▶ [SUPPLIED ENTRIES]
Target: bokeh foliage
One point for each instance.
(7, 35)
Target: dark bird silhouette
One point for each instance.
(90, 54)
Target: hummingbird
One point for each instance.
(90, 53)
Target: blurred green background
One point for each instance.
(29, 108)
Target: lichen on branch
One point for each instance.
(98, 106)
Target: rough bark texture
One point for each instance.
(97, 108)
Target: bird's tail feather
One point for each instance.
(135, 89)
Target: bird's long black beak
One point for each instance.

▶ [GOAL OF THE EXERCISE]
Rewrite all the lines above, swapping "instance" for "occurrence" wherever it appears and leaving everything else the same.

▶ [EXERCISE RESPONSE]
Target: bokeh foliage
One point for each occurrence.
(7, 35)
Target: dark bird silhouette
One point for each occurrence.
(90, 54)
Target: hummingbird
One point for each occurrence.
(90, 53)
Target: blurred green background
One point for each occurrence.
(29, 108)
Target: lichen on branch
One point for each occurrence.
(98, 106)
Target: rough bark texture
One point for each occurrence.
(97, 108)
Target: bird's tail feather
One point for each occurrence.
(135, 89)
Target: bird's long black beak
One point for each occurrence.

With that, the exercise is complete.